** Start of RECORD LIST **

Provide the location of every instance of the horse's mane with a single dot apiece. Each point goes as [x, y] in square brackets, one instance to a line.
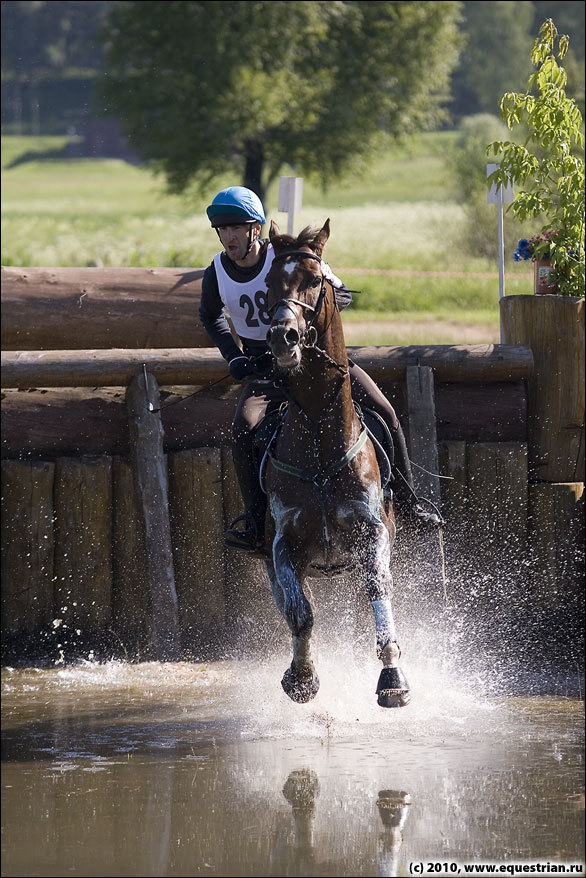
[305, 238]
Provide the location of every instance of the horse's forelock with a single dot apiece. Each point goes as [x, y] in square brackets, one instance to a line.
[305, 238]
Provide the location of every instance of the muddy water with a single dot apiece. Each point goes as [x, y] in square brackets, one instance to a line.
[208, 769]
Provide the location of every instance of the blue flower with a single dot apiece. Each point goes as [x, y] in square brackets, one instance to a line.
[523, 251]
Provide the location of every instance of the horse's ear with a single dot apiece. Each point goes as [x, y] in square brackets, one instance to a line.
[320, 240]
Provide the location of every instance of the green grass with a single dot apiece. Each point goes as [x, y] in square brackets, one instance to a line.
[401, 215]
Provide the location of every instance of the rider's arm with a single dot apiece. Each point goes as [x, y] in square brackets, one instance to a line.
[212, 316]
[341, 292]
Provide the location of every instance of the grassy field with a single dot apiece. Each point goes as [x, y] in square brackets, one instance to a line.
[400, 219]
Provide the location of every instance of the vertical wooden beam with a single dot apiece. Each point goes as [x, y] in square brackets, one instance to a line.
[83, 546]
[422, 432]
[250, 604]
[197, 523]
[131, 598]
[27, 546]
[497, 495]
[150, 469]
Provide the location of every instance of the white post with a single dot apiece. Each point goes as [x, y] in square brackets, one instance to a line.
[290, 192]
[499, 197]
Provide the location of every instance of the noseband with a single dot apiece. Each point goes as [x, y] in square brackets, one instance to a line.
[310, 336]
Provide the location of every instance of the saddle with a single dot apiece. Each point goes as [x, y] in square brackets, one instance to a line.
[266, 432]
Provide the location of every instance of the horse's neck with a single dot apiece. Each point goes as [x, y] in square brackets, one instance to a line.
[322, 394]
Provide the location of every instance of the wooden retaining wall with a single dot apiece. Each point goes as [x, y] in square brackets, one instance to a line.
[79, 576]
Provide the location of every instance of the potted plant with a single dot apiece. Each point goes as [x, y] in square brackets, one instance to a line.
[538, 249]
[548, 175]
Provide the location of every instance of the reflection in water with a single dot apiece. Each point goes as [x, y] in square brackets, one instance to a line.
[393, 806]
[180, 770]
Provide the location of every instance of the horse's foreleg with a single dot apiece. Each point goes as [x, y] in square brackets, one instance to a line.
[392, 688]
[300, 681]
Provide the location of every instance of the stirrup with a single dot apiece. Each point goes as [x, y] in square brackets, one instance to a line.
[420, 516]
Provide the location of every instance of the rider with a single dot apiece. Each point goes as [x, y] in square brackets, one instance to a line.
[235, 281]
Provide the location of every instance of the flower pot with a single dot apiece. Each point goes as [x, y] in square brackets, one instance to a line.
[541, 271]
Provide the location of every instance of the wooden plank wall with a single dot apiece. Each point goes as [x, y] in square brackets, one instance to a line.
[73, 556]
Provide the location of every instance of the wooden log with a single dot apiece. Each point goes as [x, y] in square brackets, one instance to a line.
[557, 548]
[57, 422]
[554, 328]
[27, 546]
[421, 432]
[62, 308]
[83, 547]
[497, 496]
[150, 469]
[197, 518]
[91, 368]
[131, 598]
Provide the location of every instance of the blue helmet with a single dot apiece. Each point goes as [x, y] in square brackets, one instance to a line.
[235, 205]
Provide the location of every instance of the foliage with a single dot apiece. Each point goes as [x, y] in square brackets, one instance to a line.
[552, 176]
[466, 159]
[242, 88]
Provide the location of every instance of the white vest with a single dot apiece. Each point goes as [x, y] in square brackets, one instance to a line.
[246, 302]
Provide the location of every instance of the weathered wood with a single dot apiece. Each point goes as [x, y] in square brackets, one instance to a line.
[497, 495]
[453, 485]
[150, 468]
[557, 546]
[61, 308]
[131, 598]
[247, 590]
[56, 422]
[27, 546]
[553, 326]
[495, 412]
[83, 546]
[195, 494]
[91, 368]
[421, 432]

** End of RECORD LIST **

### WORK REQUIRED
Output, unchanged, the lines from the line with "Provide the location of every instance of the wooden plank" through the final line of the material.

### REPLY TO THE TASK
Provide the location of every instance of the wooden plank wall with a single dot apiece. Each point goes as [x, y] in square brackets, one instance to a line.
[73, 556]
Provide the location of every instance of the wooden log with a single dot apiece. Each point goes as [x, y] in square brackets, one instance to a line.
[557, 548]
[57, 422]
[554, 328]
[27, 546]
[421, 432]
[62, 308]
[83, 547]
[497, 496]
[150, 469]
[197, 518]
[91, 368]
[131, 598]
Provide the location of every instance of the blue helmet with a single dot apiece. Each point goes as [x, y] in square brackets, one instance to a line.
[235, 205]
Provide the location of every instance of the foliage with a single dot apiece. Each point goes as [x, y] in square brackets, one instance to a line.
[552, 176]
[466, 159]
[242, 88]
Provide the location of every instance of the white vest with a single dot apiece. Each point goes as [x, y] in square brackets, one instance to a line.
[246, 302]
Provide the location of every instance of the weathered wood with a single dot apiece. Each point goes as [x, y] in square brackets, one instance to a line.
[497, 495]
[453, 485]
[150, 468]
[557, 546]
[61, 308]
[131, 598]
[247, 590]
[56, 422]
[27, 546]
[553, 326]
[495, 412]
[83, 546]
[195, 494]
[91, 368]
[421, 432]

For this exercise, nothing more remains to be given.